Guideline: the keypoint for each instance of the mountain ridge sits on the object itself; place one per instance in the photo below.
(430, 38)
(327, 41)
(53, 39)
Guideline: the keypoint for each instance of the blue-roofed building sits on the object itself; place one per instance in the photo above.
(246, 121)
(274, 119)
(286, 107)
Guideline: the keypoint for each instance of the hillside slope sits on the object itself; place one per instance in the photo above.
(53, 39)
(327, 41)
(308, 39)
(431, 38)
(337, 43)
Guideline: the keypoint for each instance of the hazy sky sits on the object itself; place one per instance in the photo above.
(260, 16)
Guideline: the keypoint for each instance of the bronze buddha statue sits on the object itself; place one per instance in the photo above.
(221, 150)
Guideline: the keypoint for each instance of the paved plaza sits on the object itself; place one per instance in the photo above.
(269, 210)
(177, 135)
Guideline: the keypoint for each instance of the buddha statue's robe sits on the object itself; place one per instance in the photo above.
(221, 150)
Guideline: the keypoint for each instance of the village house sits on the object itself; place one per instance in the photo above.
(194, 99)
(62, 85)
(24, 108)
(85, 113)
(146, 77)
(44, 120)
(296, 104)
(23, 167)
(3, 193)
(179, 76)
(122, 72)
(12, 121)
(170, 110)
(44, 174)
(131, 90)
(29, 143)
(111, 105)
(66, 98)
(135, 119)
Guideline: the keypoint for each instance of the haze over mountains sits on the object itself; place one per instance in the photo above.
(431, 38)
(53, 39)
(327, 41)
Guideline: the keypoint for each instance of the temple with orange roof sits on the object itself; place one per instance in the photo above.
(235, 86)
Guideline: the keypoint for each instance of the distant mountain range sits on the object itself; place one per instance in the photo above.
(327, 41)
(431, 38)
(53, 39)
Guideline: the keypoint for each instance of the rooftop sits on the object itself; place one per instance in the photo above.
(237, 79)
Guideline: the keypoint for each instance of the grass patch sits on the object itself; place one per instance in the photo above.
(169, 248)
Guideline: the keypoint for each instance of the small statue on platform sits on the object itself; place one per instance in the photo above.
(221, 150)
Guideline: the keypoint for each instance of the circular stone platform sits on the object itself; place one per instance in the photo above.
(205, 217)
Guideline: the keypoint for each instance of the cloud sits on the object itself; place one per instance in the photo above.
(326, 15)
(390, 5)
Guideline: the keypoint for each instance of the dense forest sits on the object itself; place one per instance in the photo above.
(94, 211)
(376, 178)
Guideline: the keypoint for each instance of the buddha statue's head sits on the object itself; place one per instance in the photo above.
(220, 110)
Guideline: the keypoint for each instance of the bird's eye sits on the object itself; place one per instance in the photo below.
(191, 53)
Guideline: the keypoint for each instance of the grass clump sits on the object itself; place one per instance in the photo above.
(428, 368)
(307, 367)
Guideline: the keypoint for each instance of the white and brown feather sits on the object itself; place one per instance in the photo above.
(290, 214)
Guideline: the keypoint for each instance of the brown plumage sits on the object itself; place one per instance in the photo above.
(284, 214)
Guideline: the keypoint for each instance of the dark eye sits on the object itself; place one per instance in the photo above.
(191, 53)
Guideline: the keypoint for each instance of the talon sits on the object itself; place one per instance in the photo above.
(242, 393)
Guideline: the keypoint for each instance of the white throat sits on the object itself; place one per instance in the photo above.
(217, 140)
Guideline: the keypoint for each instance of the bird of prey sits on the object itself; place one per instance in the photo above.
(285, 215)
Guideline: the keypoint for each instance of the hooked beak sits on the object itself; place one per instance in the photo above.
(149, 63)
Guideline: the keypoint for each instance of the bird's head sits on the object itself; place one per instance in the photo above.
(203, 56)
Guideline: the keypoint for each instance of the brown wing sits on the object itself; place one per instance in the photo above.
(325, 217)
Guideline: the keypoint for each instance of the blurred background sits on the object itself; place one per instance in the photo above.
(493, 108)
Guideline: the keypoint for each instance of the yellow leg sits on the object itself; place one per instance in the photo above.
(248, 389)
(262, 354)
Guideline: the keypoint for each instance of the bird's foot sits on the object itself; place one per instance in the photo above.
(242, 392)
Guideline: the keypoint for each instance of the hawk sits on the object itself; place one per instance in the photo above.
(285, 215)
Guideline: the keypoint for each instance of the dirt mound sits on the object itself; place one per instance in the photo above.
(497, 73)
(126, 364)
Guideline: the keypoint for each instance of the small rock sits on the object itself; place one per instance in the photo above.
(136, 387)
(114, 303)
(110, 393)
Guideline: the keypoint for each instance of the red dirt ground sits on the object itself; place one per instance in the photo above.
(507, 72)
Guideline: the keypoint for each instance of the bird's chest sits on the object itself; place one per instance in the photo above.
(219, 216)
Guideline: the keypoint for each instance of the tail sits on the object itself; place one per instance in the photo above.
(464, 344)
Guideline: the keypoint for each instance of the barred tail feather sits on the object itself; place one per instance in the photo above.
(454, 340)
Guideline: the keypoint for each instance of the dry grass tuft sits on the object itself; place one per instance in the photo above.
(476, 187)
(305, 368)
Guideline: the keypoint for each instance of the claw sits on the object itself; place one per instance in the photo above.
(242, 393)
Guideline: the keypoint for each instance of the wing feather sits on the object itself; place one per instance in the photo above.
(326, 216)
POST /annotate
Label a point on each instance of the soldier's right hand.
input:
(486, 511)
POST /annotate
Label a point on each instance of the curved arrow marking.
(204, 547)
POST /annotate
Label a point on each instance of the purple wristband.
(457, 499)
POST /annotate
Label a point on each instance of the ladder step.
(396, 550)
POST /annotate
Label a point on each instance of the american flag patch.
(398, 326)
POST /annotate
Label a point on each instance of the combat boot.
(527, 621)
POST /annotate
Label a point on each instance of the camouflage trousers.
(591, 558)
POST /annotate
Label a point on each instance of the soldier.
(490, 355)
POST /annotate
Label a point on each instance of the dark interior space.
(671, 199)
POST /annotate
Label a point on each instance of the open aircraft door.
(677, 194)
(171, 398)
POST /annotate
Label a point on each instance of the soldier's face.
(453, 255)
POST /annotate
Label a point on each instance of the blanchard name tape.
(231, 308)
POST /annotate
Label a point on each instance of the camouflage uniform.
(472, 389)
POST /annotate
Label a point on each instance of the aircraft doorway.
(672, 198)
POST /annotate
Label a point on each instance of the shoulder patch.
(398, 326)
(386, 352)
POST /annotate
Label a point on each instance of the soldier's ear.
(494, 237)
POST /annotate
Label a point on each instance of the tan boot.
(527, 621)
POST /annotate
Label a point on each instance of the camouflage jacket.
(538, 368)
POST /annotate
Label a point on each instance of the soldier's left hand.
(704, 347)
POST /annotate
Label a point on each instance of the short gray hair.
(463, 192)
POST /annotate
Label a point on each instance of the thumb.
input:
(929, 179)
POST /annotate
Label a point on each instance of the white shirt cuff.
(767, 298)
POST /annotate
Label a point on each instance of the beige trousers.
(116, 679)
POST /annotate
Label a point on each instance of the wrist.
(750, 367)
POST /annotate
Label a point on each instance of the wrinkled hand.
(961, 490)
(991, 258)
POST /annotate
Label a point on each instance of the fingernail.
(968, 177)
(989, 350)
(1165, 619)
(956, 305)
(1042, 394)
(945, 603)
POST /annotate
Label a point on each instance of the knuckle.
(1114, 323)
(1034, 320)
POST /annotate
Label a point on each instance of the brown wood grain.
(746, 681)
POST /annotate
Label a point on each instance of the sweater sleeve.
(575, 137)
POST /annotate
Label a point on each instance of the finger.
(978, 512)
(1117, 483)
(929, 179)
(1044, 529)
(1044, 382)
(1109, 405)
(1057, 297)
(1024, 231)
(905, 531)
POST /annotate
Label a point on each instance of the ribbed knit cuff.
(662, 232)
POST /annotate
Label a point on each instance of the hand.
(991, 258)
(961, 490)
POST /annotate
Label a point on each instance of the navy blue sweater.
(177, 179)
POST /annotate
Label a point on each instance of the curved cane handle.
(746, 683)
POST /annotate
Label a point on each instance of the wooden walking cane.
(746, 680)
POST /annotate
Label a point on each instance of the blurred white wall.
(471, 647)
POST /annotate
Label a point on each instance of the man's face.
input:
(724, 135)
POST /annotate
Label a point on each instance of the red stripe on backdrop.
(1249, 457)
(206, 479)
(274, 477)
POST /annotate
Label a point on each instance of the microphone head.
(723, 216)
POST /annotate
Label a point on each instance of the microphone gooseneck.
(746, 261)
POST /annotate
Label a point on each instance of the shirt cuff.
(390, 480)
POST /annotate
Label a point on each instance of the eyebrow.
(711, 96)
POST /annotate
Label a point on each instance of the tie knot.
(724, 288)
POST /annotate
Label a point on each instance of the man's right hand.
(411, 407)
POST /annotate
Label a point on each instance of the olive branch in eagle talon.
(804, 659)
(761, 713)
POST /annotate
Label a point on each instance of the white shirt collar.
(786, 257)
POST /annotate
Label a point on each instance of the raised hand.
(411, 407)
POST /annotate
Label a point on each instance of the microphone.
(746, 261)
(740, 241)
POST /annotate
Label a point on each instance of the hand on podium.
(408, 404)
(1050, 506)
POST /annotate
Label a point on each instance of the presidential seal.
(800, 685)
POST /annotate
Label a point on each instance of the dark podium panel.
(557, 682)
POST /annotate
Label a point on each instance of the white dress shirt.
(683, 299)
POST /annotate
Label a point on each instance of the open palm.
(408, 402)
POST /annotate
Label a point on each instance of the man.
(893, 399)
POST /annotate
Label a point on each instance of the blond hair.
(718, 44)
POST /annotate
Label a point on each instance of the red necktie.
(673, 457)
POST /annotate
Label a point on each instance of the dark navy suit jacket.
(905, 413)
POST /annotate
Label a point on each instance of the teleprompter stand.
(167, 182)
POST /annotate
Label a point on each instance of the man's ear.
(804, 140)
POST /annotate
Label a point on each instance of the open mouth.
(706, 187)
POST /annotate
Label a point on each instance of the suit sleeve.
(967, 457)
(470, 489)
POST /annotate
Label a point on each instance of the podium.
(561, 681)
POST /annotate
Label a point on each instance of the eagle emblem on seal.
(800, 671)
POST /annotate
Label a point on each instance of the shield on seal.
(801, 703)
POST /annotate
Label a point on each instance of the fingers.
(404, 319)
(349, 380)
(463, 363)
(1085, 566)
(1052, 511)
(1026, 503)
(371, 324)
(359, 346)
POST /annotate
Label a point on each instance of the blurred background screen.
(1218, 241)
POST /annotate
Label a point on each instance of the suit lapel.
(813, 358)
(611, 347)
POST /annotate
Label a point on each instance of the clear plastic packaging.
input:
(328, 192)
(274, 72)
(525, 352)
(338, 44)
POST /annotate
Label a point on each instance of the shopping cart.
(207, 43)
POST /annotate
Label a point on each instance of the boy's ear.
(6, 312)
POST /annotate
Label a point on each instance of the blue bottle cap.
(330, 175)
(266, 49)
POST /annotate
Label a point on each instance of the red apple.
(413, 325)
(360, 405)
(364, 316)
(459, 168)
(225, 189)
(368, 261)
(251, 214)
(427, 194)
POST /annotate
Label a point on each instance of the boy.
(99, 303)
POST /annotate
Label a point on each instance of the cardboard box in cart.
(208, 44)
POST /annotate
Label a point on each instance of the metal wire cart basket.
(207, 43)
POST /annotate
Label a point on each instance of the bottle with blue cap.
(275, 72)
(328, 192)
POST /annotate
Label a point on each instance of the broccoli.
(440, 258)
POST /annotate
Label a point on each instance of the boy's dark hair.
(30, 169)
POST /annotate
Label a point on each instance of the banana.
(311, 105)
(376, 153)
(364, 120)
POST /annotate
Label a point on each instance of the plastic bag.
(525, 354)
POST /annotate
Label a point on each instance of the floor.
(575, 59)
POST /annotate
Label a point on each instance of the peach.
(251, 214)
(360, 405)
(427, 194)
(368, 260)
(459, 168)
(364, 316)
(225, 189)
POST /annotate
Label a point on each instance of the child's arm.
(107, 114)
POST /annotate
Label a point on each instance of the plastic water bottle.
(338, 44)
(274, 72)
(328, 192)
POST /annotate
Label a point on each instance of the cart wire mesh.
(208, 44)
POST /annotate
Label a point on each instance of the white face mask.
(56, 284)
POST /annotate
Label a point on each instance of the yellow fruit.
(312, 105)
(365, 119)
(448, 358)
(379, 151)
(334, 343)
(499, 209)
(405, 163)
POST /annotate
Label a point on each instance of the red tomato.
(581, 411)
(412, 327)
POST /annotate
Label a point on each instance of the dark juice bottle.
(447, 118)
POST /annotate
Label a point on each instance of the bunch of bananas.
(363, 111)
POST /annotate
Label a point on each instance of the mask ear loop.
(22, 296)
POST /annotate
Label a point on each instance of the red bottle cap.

» Given instruction: Report how many lines in the data above contain the word "aircraft", giving only the number.

» The completed task: 2